**PAGE**
12. The application for leave to appeal to the IAT did not allege any specific
error of law. It was said that the Special Adjudicator should have accepted
the applicant's evidence that he could not be expected to live elsewhere in
India. His factual evidence had been accepted as truthful. His opinion that
it would be difficult for him to live in Uttar Pradesh should have been
accepted. He had given good reasons. The police had begun tracking down
people from the Punjab and he had been unable to obtain paid employment while
there. Although the application had not raised the issue of the standard of
proof, the IAT had noted that the Special Adjudicator appeared to have applied
the correct burden and standard of proof. That was germane to this application
because the first and main ground of challenge is that the Special Adjudicator
had applied the wrong standard of proof to the issue of `undue harshness.'
13. In recent years the standard of proof to be applied to the issue of undue
harshness in internal flight cases has been the subject of several reported
decisions. Before this year, there were two competing schools of thought. In
Manahoran (supra) to which the Special Adjudicator referred, it
was said that the burden lay on the Appellant to show on the balance of
probabilities that it would be unduly harsh for him to be relocated elsewhere
in his own country. In Sachithananthan, (16860) 1/2/99
the IAT held that the appellant had only to show a `serious possibility' or a
`reasonable degree of likelihood' that internal flight would be unduly harsh.

**INFORMATION SUPPLIED**

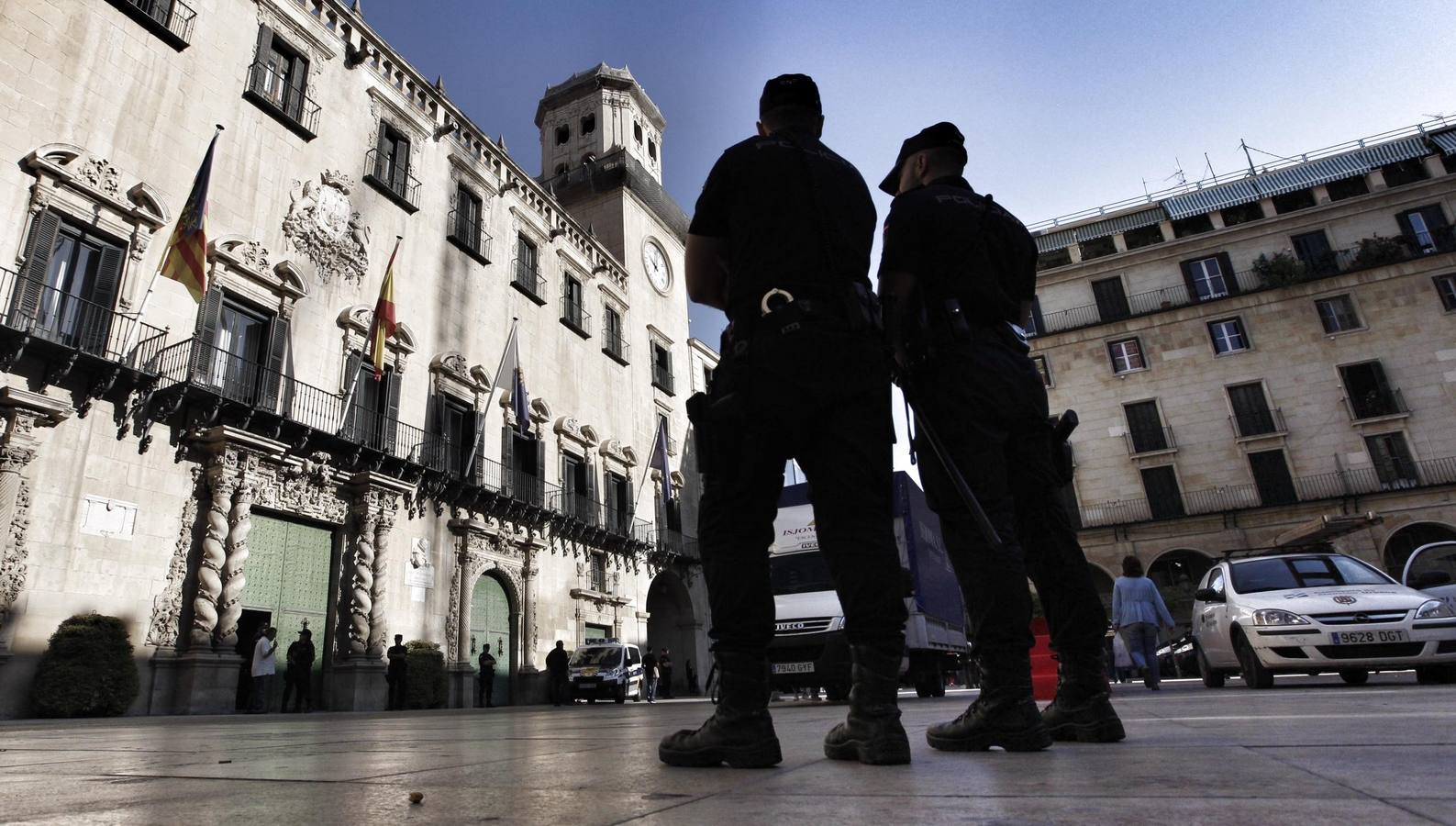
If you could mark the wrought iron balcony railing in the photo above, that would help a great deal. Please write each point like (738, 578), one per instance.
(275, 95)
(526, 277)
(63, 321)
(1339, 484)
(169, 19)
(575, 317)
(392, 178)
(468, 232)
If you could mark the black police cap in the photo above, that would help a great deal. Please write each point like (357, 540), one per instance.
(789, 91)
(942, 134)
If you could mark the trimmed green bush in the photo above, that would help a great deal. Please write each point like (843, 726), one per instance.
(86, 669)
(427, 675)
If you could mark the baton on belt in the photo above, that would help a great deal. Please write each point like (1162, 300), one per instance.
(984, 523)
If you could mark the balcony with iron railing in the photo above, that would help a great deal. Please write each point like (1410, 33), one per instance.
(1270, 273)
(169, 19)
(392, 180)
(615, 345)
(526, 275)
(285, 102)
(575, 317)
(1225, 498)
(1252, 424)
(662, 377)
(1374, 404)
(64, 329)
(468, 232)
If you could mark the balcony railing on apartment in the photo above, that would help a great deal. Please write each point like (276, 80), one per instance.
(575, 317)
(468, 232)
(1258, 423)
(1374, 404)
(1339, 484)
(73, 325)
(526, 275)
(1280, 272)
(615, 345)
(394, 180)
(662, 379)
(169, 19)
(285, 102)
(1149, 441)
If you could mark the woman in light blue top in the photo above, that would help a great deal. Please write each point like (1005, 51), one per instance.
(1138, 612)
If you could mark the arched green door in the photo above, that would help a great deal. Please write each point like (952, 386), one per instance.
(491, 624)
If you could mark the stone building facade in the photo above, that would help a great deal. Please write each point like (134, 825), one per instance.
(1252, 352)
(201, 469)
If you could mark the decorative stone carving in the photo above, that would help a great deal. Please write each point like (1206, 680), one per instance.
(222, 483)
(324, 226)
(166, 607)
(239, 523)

**WRITTEN REQUEST A**
Which places are named in the judgment excerpt? List every one.
**WRITTEN REQUEST B**
Answer these questions from the judgment excerpt:
(i) What did the IAT note that the Special Adjudicator appeared to have applied?
(ii) In Manahoran, on what standard did the Appellant have to show that relocation would be unduly harsh?
(iii) What had the police begun doing, according to the applicant?

**RIGHT ANSWER A**
India, Uttar Pradesh, the Punjab

**RIGHT ANSWER B**
(i) The correct burden and standard of proof.
(ii) On the balance of probabilities.
(iii) Tracking down people from the Punjab.